Document excerpt =>
College is expensive. You need to have a plan for paying for college. I have several friends that are still harrowed by student loan debt. For years I avoided going to college because I felt that it was irresponsible to accumulate debt. And I still feel that way. But it turns out if you are broke enough there is a strong chance that you can get a Pell Grant. And If you are persistent in applying, you could very well be granted a scholarship. I received a scholarship for Business Administration because I wrote an essay. Which makes me wonder how I earned a C in English Composition II.

Stay Motivated

And let us not be weary in well doing: for in due season we shall reap, if we faint not. Galatians 6:9

One of the biggest motivators for me was a promise that I made to my Dad.

“I’m going to go back to college Dad.” This was one of the last things I told Dad while he was still lucid. He died a few days later. That was in 2018. It is 2023 now and I have finally graduated with a Associate in Science, Business Administration degree. Magna cum laude. This degree would only take a traditional student a couple of years at the most to complete. But I was and will always be a non-traditional student.

What the task requires => Copy the passage from the college essay word for word, starting at "And let us not" and ending at "made to my Dad.". Rely only on the personal essay about paying for and finishing college.

Provided data =>
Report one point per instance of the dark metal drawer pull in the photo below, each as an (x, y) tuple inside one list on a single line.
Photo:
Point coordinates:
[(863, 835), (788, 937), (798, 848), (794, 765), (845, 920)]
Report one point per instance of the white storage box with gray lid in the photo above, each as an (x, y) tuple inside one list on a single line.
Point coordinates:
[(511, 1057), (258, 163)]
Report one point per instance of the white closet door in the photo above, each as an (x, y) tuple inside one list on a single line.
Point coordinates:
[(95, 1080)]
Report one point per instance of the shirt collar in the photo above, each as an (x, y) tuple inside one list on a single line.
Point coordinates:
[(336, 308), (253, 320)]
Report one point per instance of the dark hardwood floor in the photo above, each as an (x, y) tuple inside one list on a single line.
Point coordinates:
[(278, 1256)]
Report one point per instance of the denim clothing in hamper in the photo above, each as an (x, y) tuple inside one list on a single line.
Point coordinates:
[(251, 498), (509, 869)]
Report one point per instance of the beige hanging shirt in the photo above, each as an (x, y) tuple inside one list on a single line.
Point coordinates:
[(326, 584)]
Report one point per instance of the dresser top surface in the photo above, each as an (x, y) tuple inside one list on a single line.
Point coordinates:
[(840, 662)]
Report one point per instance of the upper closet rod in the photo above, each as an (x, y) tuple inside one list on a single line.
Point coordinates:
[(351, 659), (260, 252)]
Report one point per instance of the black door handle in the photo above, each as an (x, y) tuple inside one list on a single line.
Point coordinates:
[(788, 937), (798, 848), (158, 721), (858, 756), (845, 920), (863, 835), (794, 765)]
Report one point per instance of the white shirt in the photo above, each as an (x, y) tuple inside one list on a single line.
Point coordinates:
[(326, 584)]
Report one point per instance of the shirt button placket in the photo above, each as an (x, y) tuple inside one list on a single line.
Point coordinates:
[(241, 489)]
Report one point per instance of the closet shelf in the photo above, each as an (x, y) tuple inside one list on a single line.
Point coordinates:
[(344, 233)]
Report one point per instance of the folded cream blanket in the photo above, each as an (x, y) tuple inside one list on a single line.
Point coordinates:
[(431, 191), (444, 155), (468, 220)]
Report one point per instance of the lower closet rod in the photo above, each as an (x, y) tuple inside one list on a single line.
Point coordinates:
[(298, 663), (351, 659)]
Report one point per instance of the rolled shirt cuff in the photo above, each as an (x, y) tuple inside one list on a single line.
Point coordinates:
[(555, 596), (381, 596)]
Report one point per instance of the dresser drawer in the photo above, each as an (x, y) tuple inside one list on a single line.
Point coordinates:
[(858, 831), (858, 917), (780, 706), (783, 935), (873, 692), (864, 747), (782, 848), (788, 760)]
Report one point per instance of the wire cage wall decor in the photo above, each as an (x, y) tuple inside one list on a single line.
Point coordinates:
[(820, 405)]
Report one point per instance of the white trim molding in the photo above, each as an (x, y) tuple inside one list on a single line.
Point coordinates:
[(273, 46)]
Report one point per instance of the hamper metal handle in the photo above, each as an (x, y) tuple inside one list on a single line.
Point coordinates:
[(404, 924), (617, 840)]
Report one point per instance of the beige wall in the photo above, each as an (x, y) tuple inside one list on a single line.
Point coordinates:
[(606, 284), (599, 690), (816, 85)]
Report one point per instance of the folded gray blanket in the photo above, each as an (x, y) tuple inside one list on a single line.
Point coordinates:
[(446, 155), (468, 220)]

Output below =>
And let us not be weary in well doing: for in due season we shall reap, if we faint not. Galatians 6:9

One of the biggest motivators for me was a promise that I made to my Dad.